Region pointing data.

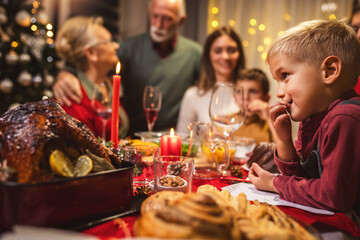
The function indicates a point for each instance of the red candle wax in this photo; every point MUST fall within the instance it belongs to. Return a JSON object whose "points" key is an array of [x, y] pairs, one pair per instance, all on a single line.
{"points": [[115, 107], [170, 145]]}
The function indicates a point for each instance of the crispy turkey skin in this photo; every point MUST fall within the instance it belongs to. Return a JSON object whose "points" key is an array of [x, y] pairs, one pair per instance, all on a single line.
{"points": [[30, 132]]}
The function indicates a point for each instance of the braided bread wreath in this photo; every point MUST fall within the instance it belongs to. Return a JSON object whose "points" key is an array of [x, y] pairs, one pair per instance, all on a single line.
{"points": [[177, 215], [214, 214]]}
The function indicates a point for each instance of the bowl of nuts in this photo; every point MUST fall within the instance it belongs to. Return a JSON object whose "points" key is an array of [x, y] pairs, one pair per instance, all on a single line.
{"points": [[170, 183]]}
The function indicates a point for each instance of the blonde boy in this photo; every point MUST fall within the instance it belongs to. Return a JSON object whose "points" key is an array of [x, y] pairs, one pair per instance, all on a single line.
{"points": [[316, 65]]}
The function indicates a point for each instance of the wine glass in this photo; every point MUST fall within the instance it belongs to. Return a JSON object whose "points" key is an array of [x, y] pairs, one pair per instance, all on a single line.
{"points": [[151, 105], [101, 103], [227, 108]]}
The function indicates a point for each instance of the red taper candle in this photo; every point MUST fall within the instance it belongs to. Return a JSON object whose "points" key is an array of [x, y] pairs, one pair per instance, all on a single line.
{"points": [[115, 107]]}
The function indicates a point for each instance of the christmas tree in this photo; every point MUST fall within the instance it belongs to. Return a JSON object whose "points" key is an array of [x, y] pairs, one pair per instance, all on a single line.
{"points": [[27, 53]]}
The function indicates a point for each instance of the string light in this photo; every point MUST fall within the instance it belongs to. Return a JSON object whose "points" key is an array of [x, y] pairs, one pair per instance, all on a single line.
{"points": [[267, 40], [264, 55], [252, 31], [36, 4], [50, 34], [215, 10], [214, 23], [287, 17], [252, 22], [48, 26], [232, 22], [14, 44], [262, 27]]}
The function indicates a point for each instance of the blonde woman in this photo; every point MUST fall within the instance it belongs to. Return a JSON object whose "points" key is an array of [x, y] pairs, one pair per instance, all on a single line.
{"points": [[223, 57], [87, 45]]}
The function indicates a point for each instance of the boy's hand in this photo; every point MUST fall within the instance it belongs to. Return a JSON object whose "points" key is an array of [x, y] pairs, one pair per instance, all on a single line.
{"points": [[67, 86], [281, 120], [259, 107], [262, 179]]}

...

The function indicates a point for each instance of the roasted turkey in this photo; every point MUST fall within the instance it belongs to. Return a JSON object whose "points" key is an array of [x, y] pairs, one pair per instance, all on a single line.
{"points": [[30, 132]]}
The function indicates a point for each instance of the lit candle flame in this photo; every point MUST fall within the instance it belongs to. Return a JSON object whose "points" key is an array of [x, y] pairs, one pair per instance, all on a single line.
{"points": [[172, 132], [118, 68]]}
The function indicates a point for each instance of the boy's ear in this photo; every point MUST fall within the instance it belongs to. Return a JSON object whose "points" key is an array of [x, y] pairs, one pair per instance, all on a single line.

WHAT TO PRODUCE. Copy out the lines above exactly, beginning at the one that contains "The function indicates a point for each instance of the lit" and ending at the one that contains "the boy's ear".

OUTPUT.
The function indicates a point for each instance of the lit candle flame in this photo; every point MUST fall within the instance it belongs to. Return a JSON object whose "points" key is an array of [x, y] pairs, one pair per instance, all on a single line.
{"points": [[172, 132], [118, 68]]}
The function indicates a point for each instance of the boy's ear in this photo; every point MUST fall within the instance it belongs to. Return a JSON object whose "points" key is an array of [x, y] pairs, one pair per instance, all on a single line.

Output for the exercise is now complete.